AHB-SRAM简单设计之总线控制单元 ahb_slave_if.v
前言
这部分的代码在最后,本来打算刚开始就直接上代码,可是200多行,有点占篇幅。我们就先分析下这部分!
推荐一篇硕士论文,可以自行搜索下载,或点击免费下载:基于AHB总线SRAM控制器 的设计及优化.caj。
AHB总线控制单元 ahb_slave_if.v
就这么说,市面上arm公司的架构比较受众,最基本的就是AMBA协议。芯片设计公司要把东西(ram、sram、uart等等)按照协议集联起来,所以要考虑的就是如何把他们连接到AMBA里面去!所以就产生了与模块对应的控制单元。
在这里有点迷惑:下面这部分是论文里的,也是参考博客中完全复现的部分!
这部分提到的sram控制器,不是AHB总线控制单元的部分吗?顶层模块只是将两个子模块例化连接起来就行了!难道他们是将这部分单独放了一个模块,然后例化在了ahb_slave_if.v中?
SRAM 的工作原理很简单,SRAM 控制单元根据接受到的总线控制信号,将这些信号处理转化为 SRAM 存储器可以识别的信号,发送到 SRAM 存储器;之后,将经过地址译码的物理地址传送到存储器的地址总线,并将数据路径处理的数据送到SRAM 存储器的数据总线。最后,SRAM 存储器进行相应的读写访问。如果是写操作,SRAM 控制单元的任务就完成了,SRAM 存储器已将数据信息按照要求写入。如果是读操作,SRAM 控制单元需要接收返回的读数据,将其送到数据路径,由数据路径将信息传输给 AHB 总线,最终实现总线对 SRAM 的读操作。
这里设计的SRAM控制器的作用就是实现SRAM存储器与AHB总线的数据信息交换。
声明:下面分析的这部分照搬前言提到的硕士论文 !!!!!!!!

======

(任务说明):
把上面的阅读材料从头到尾一字不差地照抄一遍。 下面的条目在这里用不上。

======

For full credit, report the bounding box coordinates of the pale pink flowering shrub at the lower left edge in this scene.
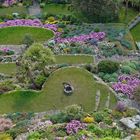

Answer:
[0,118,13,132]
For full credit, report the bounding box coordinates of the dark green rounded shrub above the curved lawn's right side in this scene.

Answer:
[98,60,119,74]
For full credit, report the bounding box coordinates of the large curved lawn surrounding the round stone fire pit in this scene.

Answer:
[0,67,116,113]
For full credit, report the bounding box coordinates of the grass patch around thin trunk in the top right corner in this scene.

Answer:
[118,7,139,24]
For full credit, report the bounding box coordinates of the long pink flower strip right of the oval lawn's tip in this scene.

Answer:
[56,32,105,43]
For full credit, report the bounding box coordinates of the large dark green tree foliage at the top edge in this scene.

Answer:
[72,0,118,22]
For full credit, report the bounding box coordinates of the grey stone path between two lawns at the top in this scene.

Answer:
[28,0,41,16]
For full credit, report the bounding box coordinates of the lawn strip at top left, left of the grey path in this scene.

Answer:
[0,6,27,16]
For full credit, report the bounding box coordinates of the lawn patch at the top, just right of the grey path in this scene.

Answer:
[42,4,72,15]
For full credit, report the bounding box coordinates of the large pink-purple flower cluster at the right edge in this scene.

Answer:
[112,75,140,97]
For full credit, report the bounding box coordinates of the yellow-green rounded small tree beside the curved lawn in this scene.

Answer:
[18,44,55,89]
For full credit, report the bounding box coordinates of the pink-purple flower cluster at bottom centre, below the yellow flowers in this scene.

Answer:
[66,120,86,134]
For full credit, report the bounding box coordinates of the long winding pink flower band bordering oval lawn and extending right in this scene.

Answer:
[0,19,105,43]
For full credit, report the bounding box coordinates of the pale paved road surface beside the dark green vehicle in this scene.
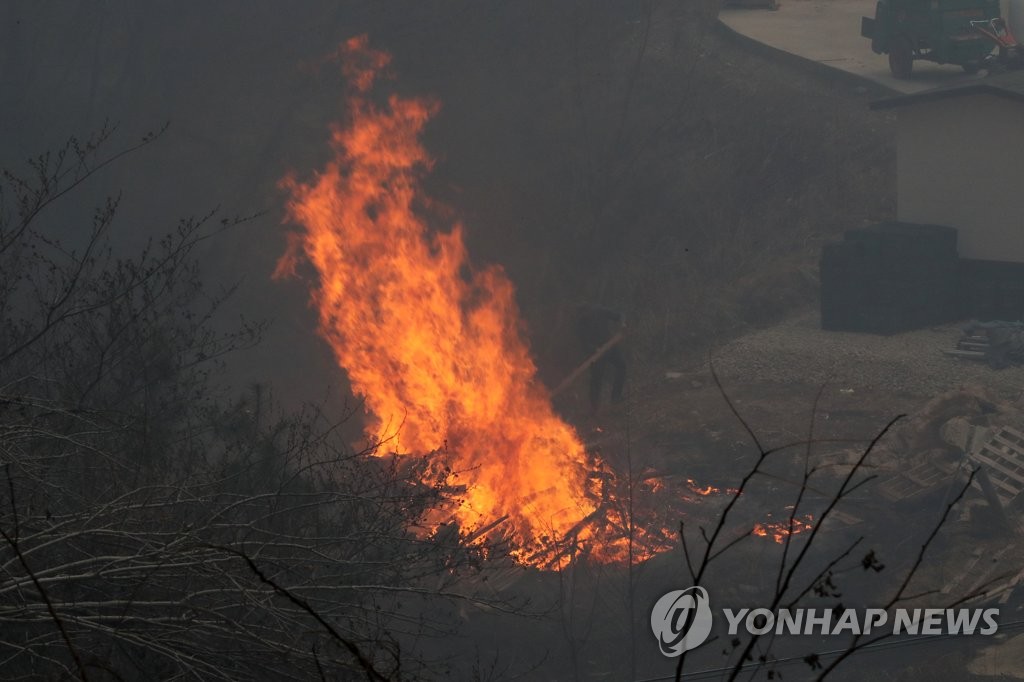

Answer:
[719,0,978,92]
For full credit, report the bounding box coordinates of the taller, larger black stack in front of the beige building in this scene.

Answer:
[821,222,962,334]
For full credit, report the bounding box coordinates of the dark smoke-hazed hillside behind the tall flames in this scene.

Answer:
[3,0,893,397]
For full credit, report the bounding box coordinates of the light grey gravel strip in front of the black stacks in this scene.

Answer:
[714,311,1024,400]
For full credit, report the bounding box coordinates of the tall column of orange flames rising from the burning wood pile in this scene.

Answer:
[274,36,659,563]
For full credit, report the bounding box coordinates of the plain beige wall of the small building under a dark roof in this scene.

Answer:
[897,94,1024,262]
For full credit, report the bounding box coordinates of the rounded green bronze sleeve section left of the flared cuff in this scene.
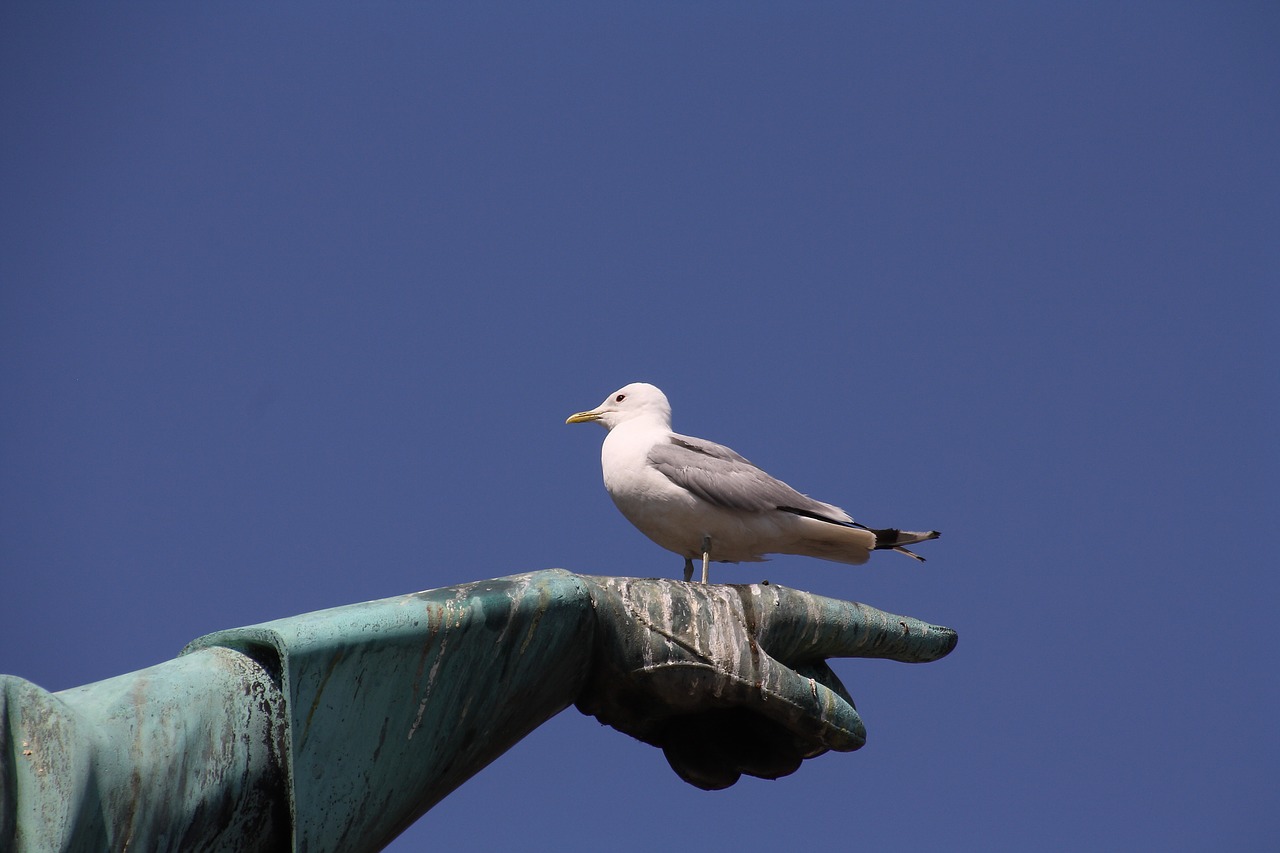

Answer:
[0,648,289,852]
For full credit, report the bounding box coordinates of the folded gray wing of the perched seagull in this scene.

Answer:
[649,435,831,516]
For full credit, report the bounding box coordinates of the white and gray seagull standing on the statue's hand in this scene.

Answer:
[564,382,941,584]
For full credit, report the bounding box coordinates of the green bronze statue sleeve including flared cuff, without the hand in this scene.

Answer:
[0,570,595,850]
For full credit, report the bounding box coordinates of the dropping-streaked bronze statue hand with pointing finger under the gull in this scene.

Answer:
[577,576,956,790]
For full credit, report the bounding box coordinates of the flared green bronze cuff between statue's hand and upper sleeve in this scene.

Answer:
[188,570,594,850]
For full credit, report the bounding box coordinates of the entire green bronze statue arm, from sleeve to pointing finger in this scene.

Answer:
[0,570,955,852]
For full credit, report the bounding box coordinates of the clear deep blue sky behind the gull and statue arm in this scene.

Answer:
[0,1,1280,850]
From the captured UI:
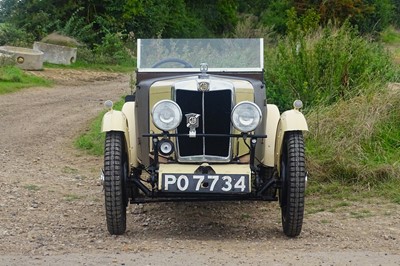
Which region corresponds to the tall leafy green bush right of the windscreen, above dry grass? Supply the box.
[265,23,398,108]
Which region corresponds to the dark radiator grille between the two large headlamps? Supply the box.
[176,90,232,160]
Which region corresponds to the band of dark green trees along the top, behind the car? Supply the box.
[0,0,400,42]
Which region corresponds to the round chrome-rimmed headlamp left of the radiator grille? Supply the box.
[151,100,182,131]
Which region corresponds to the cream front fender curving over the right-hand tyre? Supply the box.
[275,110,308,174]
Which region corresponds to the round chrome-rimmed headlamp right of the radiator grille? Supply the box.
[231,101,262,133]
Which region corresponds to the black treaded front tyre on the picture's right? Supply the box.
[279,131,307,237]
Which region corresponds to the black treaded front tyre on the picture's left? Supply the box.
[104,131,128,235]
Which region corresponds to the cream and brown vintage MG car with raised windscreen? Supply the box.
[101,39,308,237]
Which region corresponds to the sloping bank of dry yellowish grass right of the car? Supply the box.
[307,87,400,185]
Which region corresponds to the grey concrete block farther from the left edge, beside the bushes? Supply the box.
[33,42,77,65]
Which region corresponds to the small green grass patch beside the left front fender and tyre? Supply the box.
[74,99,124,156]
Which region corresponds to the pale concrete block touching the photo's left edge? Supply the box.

======

(本题输出):
AHB-SRAM简单设计之总线控制单元 ahb_slave_if.v
前言
这部分的代码在最后,本来打算刚开始就直接上代码,可是200多行,有点占篇幅。我们就先分析下这部分!
推荐一篇硕士论文,可以自行搜索下载,或点击免费下载:基于AHB总线SRAM控制器 的设计及优化.caj。
AHB总线控制单元 ahb_slave_if.v
就这么说,市面上arm公司的架构比较受众,最基本的就是AMBA协议。芯片设计公司要把东西(ram、sram、uart等等)按照协议集联起来,所以要考虑的就是如何把他们连接到AMBA里面去!所以就产生了与模块对应的控制单元。
在这里有点迷惑:下面这部分是论文里的,也是参考博客中完全复现的部分!
这部分提到的sram控制器,不是AHB总线控制单元的部分吗?顶层模块只是将两个子模块例化连接起来就行了!难道他们是将这部分单独放了一个模块,然后例化在了ahb_slave_if.v中?
SRAM 的工作原理很简单,SRAM 控制单元根据接受到的总线控制信号,将这些信号处理转化为 SRAM 存储器可以识别的信号,发送到 SRAM 存储器;之后,将经过地址译码的物理地址传送到存储器的地址总线,并将数据路径处理的数据送到SRAM 存储器的数据总线。最后,SRAM 存储器进行相应的读写访问。如果是写操作,SRAM 控制单元的任务就完成了,SRAM 存储器已将数据信息按照要求写入。如果是读操作,SRAM 控制单元需要接收返回的读数据,将其送到数据路径,由数据路径将信息传输给 AHB 总线,最终实现总线对 SRAM 的读操作。
这里设计的SRAM控制器的作用就是实现SRAM存储器与AHB总线的数据信息交换。
声明:下面分析的这部分照搬前言提到的硕士论文 !!!!!!!!